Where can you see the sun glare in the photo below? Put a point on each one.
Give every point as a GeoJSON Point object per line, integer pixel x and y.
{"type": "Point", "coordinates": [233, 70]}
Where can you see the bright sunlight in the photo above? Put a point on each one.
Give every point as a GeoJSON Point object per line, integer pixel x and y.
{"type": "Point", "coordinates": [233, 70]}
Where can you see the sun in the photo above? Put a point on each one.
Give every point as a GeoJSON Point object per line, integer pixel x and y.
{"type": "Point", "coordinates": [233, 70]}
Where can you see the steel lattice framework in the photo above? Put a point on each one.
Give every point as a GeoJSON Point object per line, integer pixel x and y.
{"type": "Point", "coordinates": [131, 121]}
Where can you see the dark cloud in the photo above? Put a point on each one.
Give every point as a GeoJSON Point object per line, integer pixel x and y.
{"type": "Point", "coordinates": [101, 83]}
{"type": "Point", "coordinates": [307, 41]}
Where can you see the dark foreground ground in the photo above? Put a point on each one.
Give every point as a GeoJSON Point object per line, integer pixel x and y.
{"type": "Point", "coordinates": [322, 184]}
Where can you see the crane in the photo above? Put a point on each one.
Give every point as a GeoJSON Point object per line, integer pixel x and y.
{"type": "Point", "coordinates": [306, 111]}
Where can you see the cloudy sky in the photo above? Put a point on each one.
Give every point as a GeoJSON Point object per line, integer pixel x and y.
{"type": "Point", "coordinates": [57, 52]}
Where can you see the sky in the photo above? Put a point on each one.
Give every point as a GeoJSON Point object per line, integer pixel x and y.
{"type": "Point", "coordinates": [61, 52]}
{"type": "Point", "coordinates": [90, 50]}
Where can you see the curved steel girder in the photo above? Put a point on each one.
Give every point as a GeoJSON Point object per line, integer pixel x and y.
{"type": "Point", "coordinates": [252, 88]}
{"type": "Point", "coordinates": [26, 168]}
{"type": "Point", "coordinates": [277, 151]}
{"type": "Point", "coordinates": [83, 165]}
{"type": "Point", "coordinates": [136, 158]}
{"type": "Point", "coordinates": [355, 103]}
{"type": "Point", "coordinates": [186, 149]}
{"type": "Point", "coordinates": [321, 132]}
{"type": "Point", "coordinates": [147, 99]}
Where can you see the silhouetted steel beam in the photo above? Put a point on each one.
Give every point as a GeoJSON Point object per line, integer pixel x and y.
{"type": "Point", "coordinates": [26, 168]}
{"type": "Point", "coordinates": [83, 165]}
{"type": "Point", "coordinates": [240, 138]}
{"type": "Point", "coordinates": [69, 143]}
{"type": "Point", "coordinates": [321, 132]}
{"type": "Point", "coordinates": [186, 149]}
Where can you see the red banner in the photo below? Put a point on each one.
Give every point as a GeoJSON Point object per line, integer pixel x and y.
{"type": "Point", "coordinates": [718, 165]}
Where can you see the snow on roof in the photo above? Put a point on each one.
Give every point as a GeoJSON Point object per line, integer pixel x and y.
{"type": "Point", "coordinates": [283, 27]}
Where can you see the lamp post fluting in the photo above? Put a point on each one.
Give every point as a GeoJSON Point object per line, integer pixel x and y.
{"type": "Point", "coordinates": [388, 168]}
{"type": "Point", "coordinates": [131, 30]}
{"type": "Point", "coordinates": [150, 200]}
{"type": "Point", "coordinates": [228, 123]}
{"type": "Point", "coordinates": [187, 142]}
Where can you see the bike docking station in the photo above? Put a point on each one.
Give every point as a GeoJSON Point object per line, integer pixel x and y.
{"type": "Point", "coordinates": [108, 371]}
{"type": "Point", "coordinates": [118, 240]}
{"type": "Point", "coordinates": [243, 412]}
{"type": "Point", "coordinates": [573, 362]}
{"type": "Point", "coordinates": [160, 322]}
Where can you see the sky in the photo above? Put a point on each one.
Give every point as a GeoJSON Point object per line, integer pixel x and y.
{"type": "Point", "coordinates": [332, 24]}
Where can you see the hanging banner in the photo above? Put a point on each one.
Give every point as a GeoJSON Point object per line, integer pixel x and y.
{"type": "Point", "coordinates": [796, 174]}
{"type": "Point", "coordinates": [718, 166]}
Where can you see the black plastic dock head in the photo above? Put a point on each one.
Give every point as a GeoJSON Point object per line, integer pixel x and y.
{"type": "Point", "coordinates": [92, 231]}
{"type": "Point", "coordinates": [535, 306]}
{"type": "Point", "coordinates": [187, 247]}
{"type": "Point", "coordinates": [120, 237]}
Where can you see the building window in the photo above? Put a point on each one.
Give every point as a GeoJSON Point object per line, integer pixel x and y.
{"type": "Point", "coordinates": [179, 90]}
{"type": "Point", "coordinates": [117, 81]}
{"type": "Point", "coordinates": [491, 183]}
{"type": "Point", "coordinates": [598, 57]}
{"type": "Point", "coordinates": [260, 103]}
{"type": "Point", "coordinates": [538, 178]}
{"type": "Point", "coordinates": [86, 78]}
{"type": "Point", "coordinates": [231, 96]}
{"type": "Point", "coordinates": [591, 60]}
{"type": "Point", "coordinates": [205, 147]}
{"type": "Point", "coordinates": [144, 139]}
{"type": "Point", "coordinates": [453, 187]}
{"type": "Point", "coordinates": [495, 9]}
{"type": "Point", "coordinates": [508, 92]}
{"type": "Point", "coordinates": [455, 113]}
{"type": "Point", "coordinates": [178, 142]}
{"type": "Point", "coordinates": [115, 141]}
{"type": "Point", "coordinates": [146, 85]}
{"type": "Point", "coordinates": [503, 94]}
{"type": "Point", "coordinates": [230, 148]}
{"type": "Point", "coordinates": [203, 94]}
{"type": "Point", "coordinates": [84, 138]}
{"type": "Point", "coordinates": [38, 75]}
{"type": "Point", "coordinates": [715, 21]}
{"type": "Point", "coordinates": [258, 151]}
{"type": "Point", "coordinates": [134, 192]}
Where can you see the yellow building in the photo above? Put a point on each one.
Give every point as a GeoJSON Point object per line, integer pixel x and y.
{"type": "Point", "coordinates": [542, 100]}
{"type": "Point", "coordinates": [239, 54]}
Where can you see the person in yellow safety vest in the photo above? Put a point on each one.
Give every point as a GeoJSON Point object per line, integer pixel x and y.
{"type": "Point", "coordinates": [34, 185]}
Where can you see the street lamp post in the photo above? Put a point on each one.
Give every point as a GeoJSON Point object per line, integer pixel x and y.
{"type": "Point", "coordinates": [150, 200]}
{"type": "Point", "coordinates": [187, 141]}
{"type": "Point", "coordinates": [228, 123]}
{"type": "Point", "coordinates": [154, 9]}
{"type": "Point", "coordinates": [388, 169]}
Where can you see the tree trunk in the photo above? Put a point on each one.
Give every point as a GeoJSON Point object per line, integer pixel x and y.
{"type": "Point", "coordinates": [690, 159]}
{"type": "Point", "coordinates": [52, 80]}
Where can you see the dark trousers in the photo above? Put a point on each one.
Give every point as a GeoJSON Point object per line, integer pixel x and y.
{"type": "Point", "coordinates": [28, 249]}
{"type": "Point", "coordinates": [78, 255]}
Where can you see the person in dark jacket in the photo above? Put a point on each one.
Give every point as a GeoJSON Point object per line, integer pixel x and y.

____

## Work to complete:
The answer must be a single number: the count of lines in the listing that hold the string "banner".

## Answer area:
2